==== EXTRACT

Figure 3 presents latency-throughput curves for BFTSim implementations of PBFT, Q/U, Zyzzyva, and Zyzzyva5, compared to our reference sources. We present results with batch sizes of 1 and 10. We executed each protocol under increasing load by varying the number of clients between 1 and 100. Each client maintains one outstanding request at any time. Each point in the graphs represents an experiment with a given number of clients. The knee in each curve marks the point of saturation; typically, the peak throughput is reached just beyond and the lowest response time just below the knee.

First, we note that the trends in the latency-throughput curves obtained with BFTSim closely match the reference for all the protocols we studied. The differences in the absolute values are within at most 10%. Because no latency-throughput curves for Q/U were published, we measured the original implementation in our local cluster5. The published peak throughput value is also shown.

The results show that our implementations in BFTSim correctly capture the common case behavior of the protocols, and that BFTSim can accurately capture the impact of the key operations on the peak performance of all protocols we implemented and evaluated.

3.3.4 Validating the Silent Replica Case

In this experiment, we make one of the replicas mute for the duration of the experiment. This experiment exercises important code paths for all protocols. In PBFT, performance may improve in this situation since replicas avoid both receiving and verifying messages from the silent replica. In contrast, Zyzzyva's performance is expected to drop in the presence of a faulty replica since it requires clients to perform the costly second phase of the protocol. In Q/U, performance also drops in the presence of a faulty replica because all requests must be processed by the remaining live quorum of 5 replicas, which increases the load on each of these replicas. In the absence of a faulty replica, each replica handles only $ (4f+1)/(5f+1)$ -th of the requests, due to Q/U's preferred quorum optimization.

We present BFTSim's results along with the published results in Figure 4. We observe that BFTSim is able to closely match the published performance of Zyzzyva, Zyzzyva5, and PBFT in this configuration. Because no published results are available for Q/U with a faulty replica, we measured the original implementation in our cluster in the presence of a silent replica for comparison.

========
==== PROVIDED MATERIAL

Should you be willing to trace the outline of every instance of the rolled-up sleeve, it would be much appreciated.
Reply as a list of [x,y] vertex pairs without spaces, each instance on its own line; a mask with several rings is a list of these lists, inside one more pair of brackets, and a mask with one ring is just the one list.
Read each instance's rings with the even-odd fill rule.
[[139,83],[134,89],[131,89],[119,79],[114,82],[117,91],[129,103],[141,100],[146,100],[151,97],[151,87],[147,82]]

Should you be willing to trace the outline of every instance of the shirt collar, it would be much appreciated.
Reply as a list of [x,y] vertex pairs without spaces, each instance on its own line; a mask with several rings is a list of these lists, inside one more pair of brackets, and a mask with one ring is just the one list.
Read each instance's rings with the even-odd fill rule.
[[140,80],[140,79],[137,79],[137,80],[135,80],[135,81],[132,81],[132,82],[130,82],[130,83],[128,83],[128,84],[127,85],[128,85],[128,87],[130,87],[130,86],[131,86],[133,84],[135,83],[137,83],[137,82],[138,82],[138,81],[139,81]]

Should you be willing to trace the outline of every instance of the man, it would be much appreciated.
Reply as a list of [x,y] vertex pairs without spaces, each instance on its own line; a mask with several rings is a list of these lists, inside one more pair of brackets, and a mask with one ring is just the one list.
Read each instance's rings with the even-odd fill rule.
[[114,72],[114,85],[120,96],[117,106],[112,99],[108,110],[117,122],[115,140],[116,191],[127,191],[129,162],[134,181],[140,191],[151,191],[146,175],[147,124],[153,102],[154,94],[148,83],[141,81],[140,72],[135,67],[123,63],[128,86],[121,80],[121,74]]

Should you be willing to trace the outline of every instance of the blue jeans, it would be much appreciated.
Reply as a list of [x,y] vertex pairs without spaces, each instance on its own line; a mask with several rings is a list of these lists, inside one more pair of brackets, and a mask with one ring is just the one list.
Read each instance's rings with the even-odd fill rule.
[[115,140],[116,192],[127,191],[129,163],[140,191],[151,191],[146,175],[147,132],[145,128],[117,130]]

========

REQUIRED WORK
Write out the BFTSim text from "We present BFTSim's" up to and including "replica for comparison.", replacing "closely match" with "nearly match".

PROBLEM SOLUTION
We present BFTSim's results along with the published results in Figure 4. We observe that BFTSim is able to nearly match the published performance of Zyzzyva, Zyzzyva5, and PBFT in this configuration. Because no published results are available for Q/U with a faulty replica, we measured the original implementation in our cluster in the presence of a silent replica for comparison.